Task details:
Give again, unchanged, the line that contains "the goose taking" together with every line that follows it until the entries end.

Exercise materials:
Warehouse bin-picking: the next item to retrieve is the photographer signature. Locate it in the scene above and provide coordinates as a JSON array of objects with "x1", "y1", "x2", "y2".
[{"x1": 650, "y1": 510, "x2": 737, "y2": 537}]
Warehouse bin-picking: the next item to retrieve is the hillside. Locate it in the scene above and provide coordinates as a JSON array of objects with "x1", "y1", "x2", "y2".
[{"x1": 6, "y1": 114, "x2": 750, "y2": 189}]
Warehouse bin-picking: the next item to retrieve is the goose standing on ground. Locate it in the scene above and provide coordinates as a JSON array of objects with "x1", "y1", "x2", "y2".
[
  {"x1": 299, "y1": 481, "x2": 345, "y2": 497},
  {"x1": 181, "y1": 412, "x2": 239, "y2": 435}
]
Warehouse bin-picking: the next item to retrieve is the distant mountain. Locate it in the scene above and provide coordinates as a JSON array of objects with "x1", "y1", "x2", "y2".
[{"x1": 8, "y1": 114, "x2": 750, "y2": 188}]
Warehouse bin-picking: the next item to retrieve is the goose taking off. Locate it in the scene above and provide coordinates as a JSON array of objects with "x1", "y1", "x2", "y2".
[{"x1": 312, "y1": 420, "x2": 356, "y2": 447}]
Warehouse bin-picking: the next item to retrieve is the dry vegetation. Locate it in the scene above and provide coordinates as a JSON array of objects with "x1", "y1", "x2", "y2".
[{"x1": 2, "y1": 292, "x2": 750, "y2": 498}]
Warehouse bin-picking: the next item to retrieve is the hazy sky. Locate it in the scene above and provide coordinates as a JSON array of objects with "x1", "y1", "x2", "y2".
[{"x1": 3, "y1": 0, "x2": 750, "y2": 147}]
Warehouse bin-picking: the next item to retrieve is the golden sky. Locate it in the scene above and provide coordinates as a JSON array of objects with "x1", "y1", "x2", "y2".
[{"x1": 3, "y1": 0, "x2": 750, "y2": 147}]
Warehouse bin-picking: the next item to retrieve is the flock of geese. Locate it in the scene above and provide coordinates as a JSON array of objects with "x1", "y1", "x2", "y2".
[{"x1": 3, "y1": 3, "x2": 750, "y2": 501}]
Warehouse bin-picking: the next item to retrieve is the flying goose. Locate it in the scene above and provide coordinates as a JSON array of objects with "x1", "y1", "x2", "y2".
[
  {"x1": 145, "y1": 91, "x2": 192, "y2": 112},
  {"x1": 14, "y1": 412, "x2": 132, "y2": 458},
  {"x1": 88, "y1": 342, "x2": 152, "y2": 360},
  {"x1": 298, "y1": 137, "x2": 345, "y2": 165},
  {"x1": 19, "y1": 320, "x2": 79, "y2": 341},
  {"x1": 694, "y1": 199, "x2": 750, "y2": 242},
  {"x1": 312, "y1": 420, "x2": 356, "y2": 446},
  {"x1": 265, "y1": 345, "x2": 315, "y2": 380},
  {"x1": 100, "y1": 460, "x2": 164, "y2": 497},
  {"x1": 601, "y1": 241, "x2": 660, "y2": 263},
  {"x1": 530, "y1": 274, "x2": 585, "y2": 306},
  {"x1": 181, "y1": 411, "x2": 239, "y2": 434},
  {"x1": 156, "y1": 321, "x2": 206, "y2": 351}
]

Solution to the exercise:
Warehouse bin-picking: the next item to retrieve is the goose taking off. Locate it in the scene above and provide coordinates as a JSON array of objects with "x1", "y1", "x2", "y2".
[{"x1": 312, "y1": 420, "x2": 356, "y2": 447}]
Warehouse bin-picking: the next item to retrieve is the dry vegetation. Locate it in the scene above and provide coordinates as a JSON array of objects with "x1", "y1", "x2", "y2".
[{"x1": 2, "y1": 292, "x2": 750, "y2": 498}]
Warehouse bin-picking: the next item to retrieve is the hazy sky. Locate it in the scene above and provide coordinates as a JSON array of objects with "x1", "y1", "x2", "y2".
[{"x1": 3, "y1": 0, "x2": 750, "y2": 147}]
Warehouse bin-picking: the next item to retrieve is the golden sky. Locate it in the scene above and provide coordinates as a JSON array of objects with "x1", "y1", "x2", "y2".
[{"x1": 3, "y1": 0, "x2": 750, "y2": 147}]
Warehouse bin-picking: the next item to retrieve is the flock of geese. Locate it in the scene above and provide coordinates as a JSON array of objects with "x1", "y1", "x2", "y2".
[{"x1": 3, "y1": 3, "x2": 750, "y2": 501}]
Warehouse bin-picking: the next item to retrieve is the flying goose. Locate it in the scene above and provide coordinates as a JSON array of objects with "x1", "y1", "x2", "y2".
[
  {"x1": 145, "y1": 91, "x2": 192, "y2": 112},
  {"x1": 14, "y1": 412, "x2": 132, "y2": 458},
  {"x1": 88, "y1": 342, "x2": 152, "y2": 360},
  {"x1": 298, "y1": 137, "x2": 345, "y2": 165},
  {"x1": 19, "y1": 320, "x2": 79, "y2": 341},
  {"x1": 694, "y1": 199, "x2": 750, "y2": 242},
  {"x1": 312, "y1": 420, "x2": 356, "y2": 446},
  {"x1": 265, "y1": 345, "x2": 315, "y2": 380},
  {"x1": 100, "y1": 460, "x2": 164, "y2": 497},
  {"x1": 601, "y1": 241, "x2": 660, "y2": 263},
  {"x1": 530, "y1": 274, "x2": 585, "y2": 306},
  {"x1": 181, "y1": 411, "x2": 239, "y2": 434},
  {"x1": 156, "y1": 321, "x2": 206, "y2": 351}
]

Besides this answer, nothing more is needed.